Please, without the pictures, restate every entry exactly.
----- Study material
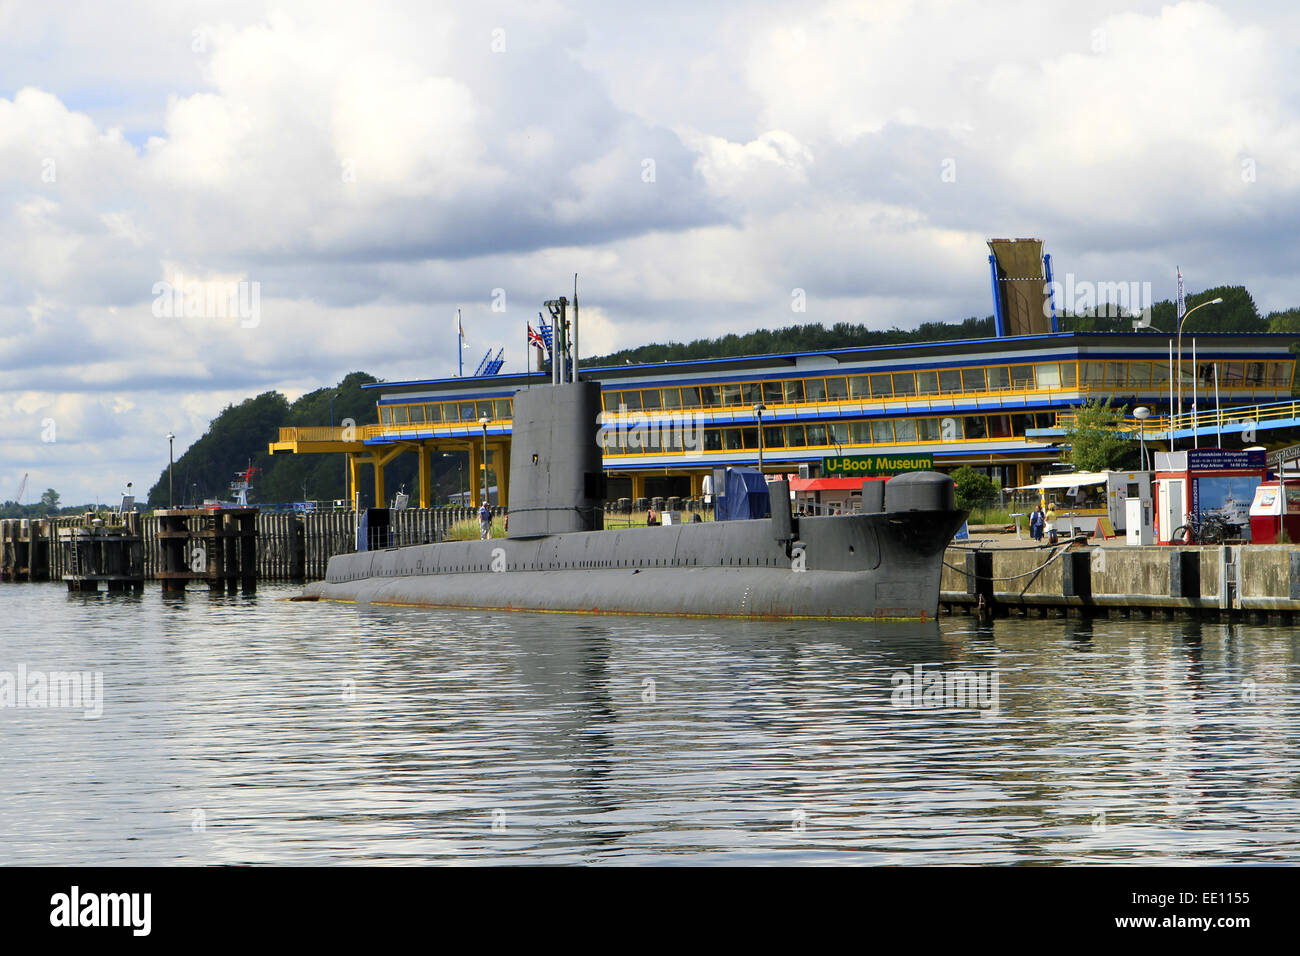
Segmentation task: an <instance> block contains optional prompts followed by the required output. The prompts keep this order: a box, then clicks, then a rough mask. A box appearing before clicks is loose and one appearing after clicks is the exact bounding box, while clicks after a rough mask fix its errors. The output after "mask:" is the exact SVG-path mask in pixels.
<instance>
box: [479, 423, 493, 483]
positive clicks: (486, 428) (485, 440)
mask: <svg viewBox="0 0 1300 956" xmlns="http://www.w3.org/2000/svg"><path fill="white" fill-rule="evenodd" d="M478 424H480V425H482V427H484V460H482V464H481V466H480V467H481V468H482V470H484V505H490V503H491V502H490V501H487V416H486V415H484V416H482V418H481V419H478Z"/></svg>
----------
- Task solution -
Segmentation task: an <instance> block contains optional prompts followed by the required output. The prompts keep this order: a box, then clicks, then a rough mask. A box appearing before clicks is loose and one appearing after clicks is the exact bounding box, while clicks after a rough mask fix its errors. The output after "mask:" is the exact SVG-path mask in pixels.
<instance>
box: [479, 423, 493, 483]
positive clicks: (486, 428) (485, 440)
mask: <svg viewBox="0 0 1300 956" xmlns="http://www.w3.org/2000/svg"><path fill="white" fill-rule="evenodd" d="M478 424H480V425H482V427H484V460H482V464H481V466H480V467H481V468H482V470H484V505H490V503H491V502H490V501H487V416H486V415H484V416H482V418H481V419H478Z"/></svg>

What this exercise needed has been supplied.